Try it → Using the records below, write out the line with "Objective — drop a marker on each instance of the lime" and each line after it through the final one, exactly, and only those.

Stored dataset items

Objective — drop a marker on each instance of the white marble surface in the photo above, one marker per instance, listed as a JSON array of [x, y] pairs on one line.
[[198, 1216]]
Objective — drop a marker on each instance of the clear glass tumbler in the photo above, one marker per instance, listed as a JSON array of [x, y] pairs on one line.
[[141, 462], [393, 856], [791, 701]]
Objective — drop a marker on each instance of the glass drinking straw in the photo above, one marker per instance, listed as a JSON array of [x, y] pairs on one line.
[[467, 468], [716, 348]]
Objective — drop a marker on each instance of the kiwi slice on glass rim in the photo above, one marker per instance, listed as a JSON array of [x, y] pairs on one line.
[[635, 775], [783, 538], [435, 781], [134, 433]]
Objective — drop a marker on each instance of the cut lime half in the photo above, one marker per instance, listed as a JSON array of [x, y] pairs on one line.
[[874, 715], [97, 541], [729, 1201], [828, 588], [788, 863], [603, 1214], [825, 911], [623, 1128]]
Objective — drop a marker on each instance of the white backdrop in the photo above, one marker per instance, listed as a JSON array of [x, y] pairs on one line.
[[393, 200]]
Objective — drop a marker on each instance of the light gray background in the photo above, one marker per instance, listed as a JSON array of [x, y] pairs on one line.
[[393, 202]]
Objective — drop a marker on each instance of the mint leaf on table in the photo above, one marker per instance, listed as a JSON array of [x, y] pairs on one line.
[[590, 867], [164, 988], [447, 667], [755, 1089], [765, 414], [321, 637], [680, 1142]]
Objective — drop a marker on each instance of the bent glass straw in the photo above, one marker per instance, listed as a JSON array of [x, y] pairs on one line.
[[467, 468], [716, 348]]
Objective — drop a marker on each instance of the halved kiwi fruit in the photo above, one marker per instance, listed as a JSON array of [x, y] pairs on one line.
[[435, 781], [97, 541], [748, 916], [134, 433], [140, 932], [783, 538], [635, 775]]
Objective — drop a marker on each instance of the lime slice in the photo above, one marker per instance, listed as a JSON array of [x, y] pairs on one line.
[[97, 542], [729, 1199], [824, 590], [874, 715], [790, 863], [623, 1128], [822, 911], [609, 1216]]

Expected answer →
Objective — drop a marker on each instance of the lime slice in the photo above, one marker per instance, listed as a JSON array of [x, y] pairs on one line.
[[97, 542], [729, 1199], [824, 590], [874, 715], [790, 863], [623, 1128], [822, 911], [609, 1216]]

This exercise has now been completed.